▸ INSTRUCTION
Count how many of the lines below contain the string "gold", with case significant, and reply with that number alone.
───── SOURCE MATERIAL
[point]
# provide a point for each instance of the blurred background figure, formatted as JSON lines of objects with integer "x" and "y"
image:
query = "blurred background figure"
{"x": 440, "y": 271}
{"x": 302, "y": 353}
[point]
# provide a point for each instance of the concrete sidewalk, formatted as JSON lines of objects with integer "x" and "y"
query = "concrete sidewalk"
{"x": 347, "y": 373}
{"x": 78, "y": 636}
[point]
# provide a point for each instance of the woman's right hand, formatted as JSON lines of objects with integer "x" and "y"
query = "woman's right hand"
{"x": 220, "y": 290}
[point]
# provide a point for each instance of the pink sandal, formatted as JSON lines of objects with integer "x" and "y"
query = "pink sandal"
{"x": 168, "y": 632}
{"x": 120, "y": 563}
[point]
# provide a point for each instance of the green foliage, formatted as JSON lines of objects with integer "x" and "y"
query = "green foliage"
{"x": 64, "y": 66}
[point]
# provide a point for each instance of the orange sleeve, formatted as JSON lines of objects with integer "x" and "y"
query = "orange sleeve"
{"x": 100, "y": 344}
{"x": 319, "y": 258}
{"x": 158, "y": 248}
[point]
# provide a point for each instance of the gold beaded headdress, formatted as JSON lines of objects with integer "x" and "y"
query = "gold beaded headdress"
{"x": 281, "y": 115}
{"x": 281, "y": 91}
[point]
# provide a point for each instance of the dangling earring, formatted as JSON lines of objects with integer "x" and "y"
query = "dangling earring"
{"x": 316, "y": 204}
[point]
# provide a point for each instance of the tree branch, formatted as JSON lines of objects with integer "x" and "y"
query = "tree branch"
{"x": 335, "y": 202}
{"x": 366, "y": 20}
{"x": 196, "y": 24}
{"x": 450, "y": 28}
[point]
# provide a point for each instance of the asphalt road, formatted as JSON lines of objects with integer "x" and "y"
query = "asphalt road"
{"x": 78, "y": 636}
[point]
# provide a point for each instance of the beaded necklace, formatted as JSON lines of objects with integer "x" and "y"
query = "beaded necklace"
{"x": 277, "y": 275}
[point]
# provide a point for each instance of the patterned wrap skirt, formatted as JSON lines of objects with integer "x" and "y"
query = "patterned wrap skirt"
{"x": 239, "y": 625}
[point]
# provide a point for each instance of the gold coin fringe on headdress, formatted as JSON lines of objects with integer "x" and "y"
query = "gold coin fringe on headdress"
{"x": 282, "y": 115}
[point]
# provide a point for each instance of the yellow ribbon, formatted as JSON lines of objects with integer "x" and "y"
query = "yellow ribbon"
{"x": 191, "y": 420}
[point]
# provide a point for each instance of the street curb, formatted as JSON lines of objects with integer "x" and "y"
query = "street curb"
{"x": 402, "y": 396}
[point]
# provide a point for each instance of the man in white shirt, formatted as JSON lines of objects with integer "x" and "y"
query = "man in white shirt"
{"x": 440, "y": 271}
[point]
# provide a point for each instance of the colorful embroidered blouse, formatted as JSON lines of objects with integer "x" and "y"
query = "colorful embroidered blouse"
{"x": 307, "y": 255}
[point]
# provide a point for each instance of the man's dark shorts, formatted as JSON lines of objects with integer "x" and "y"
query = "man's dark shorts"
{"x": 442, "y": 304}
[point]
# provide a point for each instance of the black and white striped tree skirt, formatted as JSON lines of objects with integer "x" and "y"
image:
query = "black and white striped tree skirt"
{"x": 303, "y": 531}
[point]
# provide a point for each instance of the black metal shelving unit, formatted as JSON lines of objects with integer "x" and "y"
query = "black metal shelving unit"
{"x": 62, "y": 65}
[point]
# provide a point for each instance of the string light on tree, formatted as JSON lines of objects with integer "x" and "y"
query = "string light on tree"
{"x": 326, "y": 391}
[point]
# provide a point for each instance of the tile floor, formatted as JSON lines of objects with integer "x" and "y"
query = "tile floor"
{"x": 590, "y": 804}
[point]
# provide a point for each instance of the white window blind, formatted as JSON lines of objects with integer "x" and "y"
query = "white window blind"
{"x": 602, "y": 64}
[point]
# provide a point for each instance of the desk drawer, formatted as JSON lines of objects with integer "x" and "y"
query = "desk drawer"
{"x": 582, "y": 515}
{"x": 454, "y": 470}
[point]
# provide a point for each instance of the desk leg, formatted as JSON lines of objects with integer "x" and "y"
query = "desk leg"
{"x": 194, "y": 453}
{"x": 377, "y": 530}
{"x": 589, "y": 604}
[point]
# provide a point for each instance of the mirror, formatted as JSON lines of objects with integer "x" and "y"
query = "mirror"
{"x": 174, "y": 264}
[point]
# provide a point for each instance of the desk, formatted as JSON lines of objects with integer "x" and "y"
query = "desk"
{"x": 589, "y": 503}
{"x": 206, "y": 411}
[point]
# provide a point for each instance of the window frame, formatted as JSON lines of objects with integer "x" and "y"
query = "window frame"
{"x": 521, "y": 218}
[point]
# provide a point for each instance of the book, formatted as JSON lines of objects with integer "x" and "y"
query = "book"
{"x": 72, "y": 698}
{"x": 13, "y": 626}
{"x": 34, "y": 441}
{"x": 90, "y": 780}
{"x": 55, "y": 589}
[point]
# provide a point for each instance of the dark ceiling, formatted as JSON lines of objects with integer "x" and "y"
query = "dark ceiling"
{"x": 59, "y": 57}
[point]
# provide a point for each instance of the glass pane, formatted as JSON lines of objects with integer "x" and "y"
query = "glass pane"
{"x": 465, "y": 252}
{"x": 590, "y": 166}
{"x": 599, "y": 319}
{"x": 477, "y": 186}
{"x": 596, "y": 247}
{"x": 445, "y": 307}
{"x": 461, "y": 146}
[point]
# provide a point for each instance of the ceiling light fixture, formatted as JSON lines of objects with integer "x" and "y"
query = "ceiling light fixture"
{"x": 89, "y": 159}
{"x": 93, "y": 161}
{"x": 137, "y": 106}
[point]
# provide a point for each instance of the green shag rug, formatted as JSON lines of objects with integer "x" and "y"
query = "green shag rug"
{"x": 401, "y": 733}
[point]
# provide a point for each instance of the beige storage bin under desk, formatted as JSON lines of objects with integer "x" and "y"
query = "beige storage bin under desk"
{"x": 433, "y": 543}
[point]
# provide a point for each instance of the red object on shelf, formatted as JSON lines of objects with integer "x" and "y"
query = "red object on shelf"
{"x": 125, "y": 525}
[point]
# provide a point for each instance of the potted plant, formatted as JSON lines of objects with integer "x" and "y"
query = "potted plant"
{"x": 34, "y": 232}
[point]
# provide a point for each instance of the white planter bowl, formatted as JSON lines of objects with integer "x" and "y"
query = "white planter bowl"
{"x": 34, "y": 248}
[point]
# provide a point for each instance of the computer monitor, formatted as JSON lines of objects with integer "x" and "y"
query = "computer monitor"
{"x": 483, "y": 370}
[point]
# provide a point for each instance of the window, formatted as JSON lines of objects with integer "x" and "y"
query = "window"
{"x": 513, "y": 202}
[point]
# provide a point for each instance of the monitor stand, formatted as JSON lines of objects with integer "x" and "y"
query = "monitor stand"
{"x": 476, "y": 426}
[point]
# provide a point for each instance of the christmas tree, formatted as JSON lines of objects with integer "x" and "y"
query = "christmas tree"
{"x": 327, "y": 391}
──────────
▸ TASK SOLUTION
4